Task description
Could you write out, word for word, each line from the one containing "Locate every instance of ceiling" to the last line of the data below, both included and nothing more?

Study material
+ + + + +

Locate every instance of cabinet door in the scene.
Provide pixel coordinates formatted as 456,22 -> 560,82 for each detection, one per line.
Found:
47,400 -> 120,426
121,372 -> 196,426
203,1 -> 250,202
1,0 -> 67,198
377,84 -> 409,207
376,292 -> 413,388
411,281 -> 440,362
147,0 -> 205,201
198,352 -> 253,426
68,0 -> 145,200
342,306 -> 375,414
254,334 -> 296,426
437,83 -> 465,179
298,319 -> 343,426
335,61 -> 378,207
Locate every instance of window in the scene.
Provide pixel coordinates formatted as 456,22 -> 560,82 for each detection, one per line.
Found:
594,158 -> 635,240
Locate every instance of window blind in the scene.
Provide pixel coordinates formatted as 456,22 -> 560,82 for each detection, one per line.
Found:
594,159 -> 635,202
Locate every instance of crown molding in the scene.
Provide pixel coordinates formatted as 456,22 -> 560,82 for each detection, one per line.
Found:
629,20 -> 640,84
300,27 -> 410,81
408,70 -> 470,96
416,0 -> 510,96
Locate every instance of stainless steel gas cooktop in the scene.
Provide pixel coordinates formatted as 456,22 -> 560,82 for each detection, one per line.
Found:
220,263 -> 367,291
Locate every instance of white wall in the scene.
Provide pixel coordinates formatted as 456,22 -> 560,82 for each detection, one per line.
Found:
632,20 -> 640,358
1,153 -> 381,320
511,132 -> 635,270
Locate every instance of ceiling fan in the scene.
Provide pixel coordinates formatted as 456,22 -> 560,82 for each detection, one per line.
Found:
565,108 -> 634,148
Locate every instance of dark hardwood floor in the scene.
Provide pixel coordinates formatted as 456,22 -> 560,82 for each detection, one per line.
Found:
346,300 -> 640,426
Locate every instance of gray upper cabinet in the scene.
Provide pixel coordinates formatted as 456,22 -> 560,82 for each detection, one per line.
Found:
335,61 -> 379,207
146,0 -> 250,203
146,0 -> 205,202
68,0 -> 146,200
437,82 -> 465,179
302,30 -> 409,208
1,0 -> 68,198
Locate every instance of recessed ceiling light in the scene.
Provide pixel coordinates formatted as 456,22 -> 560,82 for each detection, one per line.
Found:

+ + + + +

Solution
Locate every instance of ceiling fan in the scene.
Provide pixel coordinates formatted as 456,22 -> 560,82 for each detection, one per line.
Found:
565,108 -> 634,148
Locate every instance of dark hardwood floor in the scene.
Provide pixel coordinates formatted as 456,22 -> 560,82 for each detection, one per line.
Found:
346,300 -> 640,426
Locate every instance of gray upper cabinet in the scene.
Provide pixel coordinates formatted as 456,22 -> 560,82 for each detection, one per line.
Found:
335,61 -> 379,207
146,0 -> 250,203
146,0 -> 205,202
68,0 -> 146,200
437,82 -> 465,179
302,30 -> 409,208
1,0 -> 68,198
Locate every instance of recessed ceiling light in the scene.
Provide pixel coordinates formatted as 456,22 -> 560,82 for each detection, one per line.
Found:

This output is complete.